- [Excerpt provided]:
The Florida Comprehensive Assessment Test (FCAT), the bane of the existence of schoolchildren, teachers, administrators and parents around the state, has recently been de-emphasized in assigning grades to schools (now taking into account, for high schools, other factors such as participation and success in Advanced Placement and dual-enrollment courses, and graduation rates) and signal a shift away from using a single standardized test to determine everything from whether or not a child can graduate from high school, teacher bonuses and the funding schools receive. Governor Charlie Crist promised the de-emphasis of the FCAT, the centerpiece of former Governor Jeb Bush's education policy, with full support from Democratic legislators.
Yet, even in the midst of steps to remove some of the importance of the FCAT, even as schools are no longer to devote resources to special FCAT workbooks, FCAT coaches or pre-FCAT "rallies," some counties seem to be lagging behind the curve. In Palm Beach County, the current school year marks the inauguration of a new system of "standardization" of curriculum, which includes departmentalization of elementary schools (i.e., elementary children now change classes much like middle school or high school children, and elementary teachers now teach one or two subjects all day long to different groups of children), mandatory "embedded assessments" given once every three weeks to ensure that benchmarks are being met, and an imposed scope-and-sequence, complete with ready-made lesson plans, that teachers are expected to follow to the day. These changes are being applied across the board, whether the school in question has a record of earning "A"s or "D"s.
The purported idea is to make sure that Palm Beach County students are meeting high standards. In reality, the new system has many bright youngsters confused and struggling when they never were before, due to the illogical sequence of instruction imposed on their educators, has teachers frustrated and angry that they can no longer adjust their teaching to meet the needs of their students, and has parents up in arms--so much so that the city of Boca Raton is talking about taking control of its schools from the Palm Beach County school district.
Essentially, the focus of the new curriculum is on these so-called "embedded assessments." In Miami-Dade County, we have similar tests (which went from being "interim assessments," administered about once per nine weeks, to being "biweekly assessments," to "triweekly assessments," and back to "interim assessments," apparently largely based on funds available to support these extremely expensive tests), but they currently carry less weight than those being applied in Palm Beach County.
Perhaps School Board members, and more importantly, the higher-ups in the Florida Department of Education should read Todd Farley's new book, Making the Grades.

- [Dataset extract]:
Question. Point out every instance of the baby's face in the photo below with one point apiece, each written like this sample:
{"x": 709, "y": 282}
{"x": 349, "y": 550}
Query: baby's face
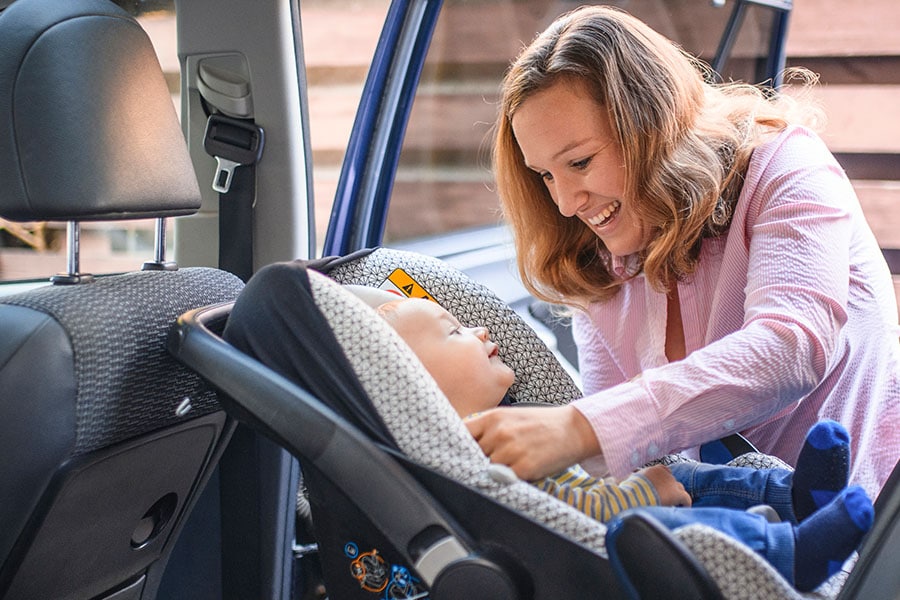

- [Prompt]: Transcribe the passage on the FCAT word for word, covering everything from "The Florida Comprehensive" down to "from Democratic legislators.". The material shown above comes from a separate source.

- [Answer]:
The Florida Comprehensive Assessment Test (FCAT), the bane of the existence of schoolchildren, teachers, administrators and parents around the state, has recently been de-emphasized in assigning grades to schools (now taking into account, for high schools, other factors such as participation and success in Advanced Placement and dual-enrollment courses, and graduation rates) and signal a shift away from using a single standardized test to determine everything from whether or not a child can graduate from high school, teacher bonuses and the funding schools receive. Governor Charlie Crist promised the de-emphasis of the FCAT, the centerpiece of former Governor Jeb Bush's education policy, with full support from Democratic legislators.